• [Written task]: Copy all the entries word for word, but omit the pictures.

■ ■ ■ ■ ■ ■ ■

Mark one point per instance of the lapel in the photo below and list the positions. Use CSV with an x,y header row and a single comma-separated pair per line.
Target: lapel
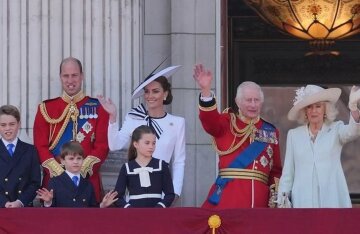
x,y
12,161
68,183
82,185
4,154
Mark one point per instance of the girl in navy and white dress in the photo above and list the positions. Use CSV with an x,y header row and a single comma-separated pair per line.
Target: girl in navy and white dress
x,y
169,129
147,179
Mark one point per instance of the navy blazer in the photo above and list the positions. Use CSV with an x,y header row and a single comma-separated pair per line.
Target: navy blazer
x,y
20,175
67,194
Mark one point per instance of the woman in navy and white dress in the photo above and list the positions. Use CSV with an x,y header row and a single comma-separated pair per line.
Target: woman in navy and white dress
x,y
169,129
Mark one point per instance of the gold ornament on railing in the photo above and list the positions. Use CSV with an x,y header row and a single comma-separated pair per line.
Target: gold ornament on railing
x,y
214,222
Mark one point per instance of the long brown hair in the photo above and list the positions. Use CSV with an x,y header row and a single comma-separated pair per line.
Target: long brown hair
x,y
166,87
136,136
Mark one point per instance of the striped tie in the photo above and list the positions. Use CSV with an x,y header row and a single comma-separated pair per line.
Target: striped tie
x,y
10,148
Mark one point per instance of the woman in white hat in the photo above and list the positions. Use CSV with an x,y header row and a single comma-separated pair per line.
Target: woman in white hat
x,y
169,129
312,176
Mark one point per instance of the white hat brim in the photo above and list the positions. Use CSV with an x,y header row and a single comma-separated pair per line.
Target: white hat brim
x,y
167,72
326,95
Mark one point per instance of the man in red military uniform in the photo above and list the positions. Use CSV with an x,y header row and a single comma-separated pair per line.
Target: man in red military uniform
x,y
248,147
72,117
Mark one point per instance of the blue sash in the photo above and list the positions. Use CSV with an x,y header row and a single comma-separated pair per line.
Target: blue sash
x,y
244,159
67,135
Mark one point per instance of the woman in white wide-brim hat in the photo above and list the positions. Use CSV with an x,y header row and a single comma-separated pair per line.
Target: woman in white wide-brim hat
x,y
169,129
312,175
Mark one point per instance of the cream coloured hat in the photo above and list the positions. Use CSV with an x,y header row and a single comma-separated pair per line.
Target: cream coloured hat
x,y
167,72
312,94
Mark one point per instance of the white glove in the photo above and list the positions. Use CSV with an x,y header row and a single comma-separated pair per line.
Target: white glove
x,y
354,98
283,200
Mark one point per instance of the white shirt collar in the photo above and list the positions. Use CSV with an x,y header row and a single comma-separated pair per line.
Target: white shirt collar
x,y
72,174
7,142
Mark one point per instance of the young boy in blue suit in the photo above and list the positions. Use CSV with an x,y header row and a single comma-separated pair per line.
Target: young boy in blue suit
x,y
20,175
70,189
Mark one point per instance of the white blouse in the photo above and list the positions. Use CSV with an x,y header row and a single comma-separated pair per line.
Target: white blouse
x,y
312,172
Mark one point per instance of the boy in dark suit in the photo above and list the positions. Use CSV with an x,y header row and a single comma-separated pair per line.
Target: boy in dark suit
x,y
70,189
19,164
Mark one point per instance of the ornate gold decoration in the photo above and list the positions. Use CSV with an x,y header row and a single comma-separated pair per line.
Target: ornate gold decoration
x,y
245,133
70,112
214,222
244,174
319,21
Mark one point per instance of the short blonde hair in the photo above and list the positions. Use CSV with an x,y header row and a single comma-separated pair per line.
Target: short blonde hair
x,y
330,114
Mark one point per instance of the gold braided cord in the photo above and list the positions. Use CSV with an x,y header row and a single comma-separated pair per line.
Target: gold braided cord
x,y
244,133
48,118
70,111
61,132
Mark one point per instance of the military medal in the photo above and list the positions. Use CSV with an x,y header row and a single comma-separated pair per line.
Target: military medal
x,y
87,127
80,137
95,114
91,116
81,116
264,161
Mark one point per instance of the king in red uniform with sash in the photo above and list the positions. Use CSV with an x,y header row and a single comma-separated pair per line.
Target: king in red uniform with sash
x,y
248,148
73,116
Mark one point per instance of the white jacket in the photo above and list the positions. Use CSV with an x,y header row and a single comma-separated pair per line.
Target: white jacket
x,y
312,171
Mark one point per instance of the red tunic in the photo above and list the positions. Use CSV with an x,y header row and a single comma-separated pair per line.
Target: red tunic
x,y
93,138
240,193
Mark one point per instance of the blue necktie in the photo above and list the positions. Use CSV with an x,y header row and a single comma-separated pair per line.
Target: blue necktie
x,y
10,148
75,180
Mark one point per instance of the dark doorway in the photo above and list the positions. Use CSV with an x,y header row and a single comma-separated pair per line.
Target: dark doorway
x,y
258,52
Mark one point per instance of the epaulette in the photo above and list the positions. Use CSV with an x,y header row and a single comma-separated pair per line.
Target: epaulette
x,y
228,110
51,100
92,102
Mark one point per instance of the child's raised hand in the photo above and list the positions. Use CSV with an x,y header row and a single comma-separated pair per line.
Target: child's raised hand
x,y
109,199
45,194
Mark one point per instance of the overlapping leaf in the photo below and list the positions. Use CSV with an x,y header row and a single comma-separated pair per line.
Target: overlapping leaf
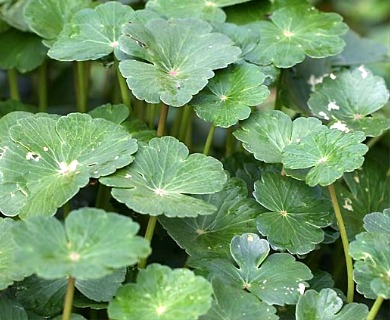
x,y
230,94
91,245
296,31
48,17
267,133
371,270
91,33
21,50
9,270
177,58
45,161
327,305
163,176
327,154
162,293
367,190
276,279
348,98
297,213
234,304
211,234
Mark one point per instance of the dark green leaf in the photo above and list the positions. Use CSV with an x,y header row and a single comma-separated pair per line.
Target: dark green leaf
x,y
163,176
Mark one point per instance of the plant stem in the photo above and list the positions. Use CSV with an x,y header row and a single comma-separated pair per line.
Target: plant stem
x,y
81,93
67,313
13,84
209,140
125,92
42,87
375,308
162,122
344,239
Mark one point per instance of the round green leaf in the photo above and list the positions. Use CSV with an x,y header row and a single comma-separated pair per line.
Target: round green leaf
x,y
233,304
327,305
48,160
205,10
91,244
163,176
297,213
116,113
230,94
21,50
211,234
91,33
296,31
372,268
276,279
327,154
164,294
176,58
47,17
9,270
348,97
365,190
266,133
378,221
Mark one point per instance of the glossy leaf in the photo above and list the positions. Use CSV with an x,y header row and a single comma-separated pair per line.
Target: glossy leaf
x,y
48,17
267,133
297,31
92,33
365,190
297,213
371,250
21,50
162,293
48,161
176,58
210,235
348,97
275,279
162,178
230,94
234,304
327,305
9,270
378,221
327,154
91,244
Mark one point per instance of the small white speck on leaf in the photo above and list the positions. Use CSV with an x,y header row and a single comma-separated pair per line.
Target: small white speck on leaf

■ ■ ■ ■ ■ ■ ■

• [Full answer]:
Mark one point per instance of the lapel in the photo below and list the positions. Use CSV with an x,y header row and a single comma-separated pair per line.
Target: lapel
x,y
12,161
68,183
82,185
4,154
Mark one point per instance of the girl in navy and white dress in the photo above and list the positions. Use CSV with an x,y header row and a single comma-separated pair per line.
Target: girl in navy and white dress
x,y
169,129
147,179
Mark one point per instance of the navy blazer in the photo above and list the positions. Use CSV with an x,y header row and a single comma-separated pair per line.
Target: navy blazer
x,y
20,175
67,194
Mark one point per instance of the woman in navy and white dress in the photo above and list the positions. Use CSV with an x,y header row and a single comma-separated pair per line.
Target: woman in navy and white dress
x,y
169,129
Mark one point per instance of the gold ornament on railing in the photo above and list the positions. Use CSV with an x,y header row and a single comma-separated pair per line.
Target: gold ornament on railing
x,y
214,222
Mark one point per instance of the long brown hair in the photo above and list the positions. Use CSV with an x,y header row and a single comma-separated pair per line.
Target: long brown hair
x,y
166,87
136,136
Mark one point per instance of the striped tie in the photo above and list the positions. Use CSV with an x,y header row and a single comma-separated pair per line.
Target: striped tie
x,y
10,148
Mark one point per instance of the woman in white hat in the photo above and list the positions. Use CSV with an x,y header row and a single comma-separated pair per line.
Target: woman in white hat
x,y
169,129
312,176
Mark one point per instance of the white hat brim in the photo above and list the positions. Use CSV with an x,y header row and a single comma-separated pair per line.
Target: white hat brim
x,y
167,72
326,95
Mark one point per instance of the man in red military uniform in the photo above and list the positions. Use CSV with an x,y header row and a single comma-separated pair per line.
Target: man in red military uniform
x,y
248,147
72,117
Mark one point per instance of the blue sash in the photo above and list the positions. Use CSV with an x,y header row and a single comma-separated pair per line.
Target: blue sash
x,y
244,159
67,135
Mark one point per instance of the woman in white wide-brim hat in the photo above and list the positions. Use CSV with an x,y header row and a single comma-separated pair per line.
Target: woman in white wide-brim hat
x,y
169,129
312,175
Mark one point per instance of the cream coloured hat in the photo above and list the positions. Use CSV with an x,y header row and a single comma-separated pair per line.
Target: cream coloured hat
x,y
167,72
312,94
Mark one point per instance of the white glove in the photo above and list the positions. Use CSV with an x,y header row and a single comma-separated pair per line.
Target: white glove
x,y
354,98
283,200
Mark one point per instance of the white shirt collar in the photo above and list the positions. Use CSV with an x,y header row and a single comma-separated pair per line.
Target: white shirt collar
x,y
72,174
7,142
Mark one point per instance of the young boy in blue suit in the photo above and list the positions. Use CSV with an x,y header row and a single comma-separated pair per line.
Target: young boy in blue suit
x,y
20,175
70,189
Mark one point per instance of the white blouse in the photo above and list the positions. Use CSV with an x,y header row and a single comma-separated pair per line.
Target: white blouse
x,y
312,172
Mark one point per instance of the boy in dark suit in the photo above and list the positions. Use CSV with an x,y header row and a single comma-separated pair per line.
Target: boy in dark suit
x,y
70,189
19,164
Mark one point per instance of the ornate gold decoration in the photo above and list the positions. Use CSV with an x,y header row and a single comma-separated pair per line.
Target: ornate gold decoration
x,y
245,133
70,112
214,222
244,174
319,21
Mark one point per instance of the short blonde hair in the photo above and list the positions. Use CSV with an x,y header row and a single comma-separated pair per line.
Target: short blonde hair
x,y
330,114
Mark one point per instance of the gold braided cord in the photo above and list the positions. Use CSV with an x,y header row and a single comma-separated pair per line.
Target: gold braided cord
x,y
244,133
48,118
70,111
61,132
Mark one point per instance of the military medal in the photo above and list the positions. Use CSV with an x,y header row and a single comma-separated pair per line.
Target: military medal
x,y
87,127
80,137
95,114
91,116
81,116
264,161
Mark one point per instance of the king in red uniform with sash in the photo above and list the positions. Use CSV with an x,y header row and a single comma-separated pair per line.
Target: king in red uniform with sash
x,y
248,148
73,116
Mark one point per instance of the white jacket in the photo above and list the positions. Use CSV with an x,y header row and a single comma-separated pair per line.
Target: white jacket
x,y
312,171
Mark one point per instance of the red tunic in the photo above and list the positions. Use CSV with an x,y header row and a single comma-separated pair per line.
Target: red tunic
x,y
93,138
240,193
Mark one point per instance of the blue necktie in the photo above and list the positions. Use CSV with an x,y header row and a single comma-separated pair per line.
Target: blue necktie
x,y
10,148
75,180
Mark one point per instance of the dark doorway in the photo above and list the positions. Use CSV with an x,y header row and a single comma-separated pair per line.
Target: dark doorway
x,y
258,52
Mark one point per instance of the epaulette in the photo above and list the positions. Use CSV with an x,y header row and a single comma-separated pair per line.
Target: epaulette
x,y
228,110
51,100
92,102
Mark one point per instance of the child's raised hand in the photo above and list the positions. Use CSV with an x,y header row and a single comma-separated pair per line.
Target: child's raised hand
x,y
109,199
45,194
Mark one point per instance of the overlapping leaf in the photo below and list the positions. Use CSV with an x,y header row and a single comma-separated pair per line.
Target: overlapping leaf
x,y
230,94
91,245
296,31
48,17
267,133
371,270
91,33
21,50
9,270
177,58
45,161
327,305
163,176
327,154
162,293
367,190
276,279
348,98
297,213
234,304
211,234
Mark one point per instance of the dark green leaf in the photo above and list the positions. Use CSV with an x,y header row and a single comma-separated pair per line.
Target: dark green leaf
x,y
163,176
Mark one point per instance of the plant stem in the photo above and list the positions. Use CSV with an x,y header row and a single comma-separated pair per line.
Target: plant stem
x,y
81,93
67,313
13,84
209,140
125,92
42,87
375,308
162,122
344,239
Mark one point per instance of the round green leaf in the photo above and list the positions. Use CSV with an x,y header row and a single comma-separated pair per line.
Target: round green leaf
x,y
233,304
327,305
48,160
205,10
91,244
163,176
297,213
116,113
230,94
21,50
211,234
91,33
296,31
372,268
276,279
327,154
164,294
176,58
47,17
9,270
348,97
365,190
266,133
378,221
Mark one point per instance of the glossy leaf in the photo above and list the positions. Use CSV with an x,y header row and a single comma-separated pair per line.
Target: glossy leaf
x,y
48,17
267,133
297,31
92,33
365,190
297,213
371,250
21,50
162,293
48,161
176,58
210,235
348,97
275,279
162,178
230,94
234,304
327,305
9,270
378,221
327,154
91,244
Mark one point per instance of the small white speck on leaf in the photo above and list the positions. Use CSV with an x,y header row and a single comma-separated pair per line.
Target: small white speck on leaf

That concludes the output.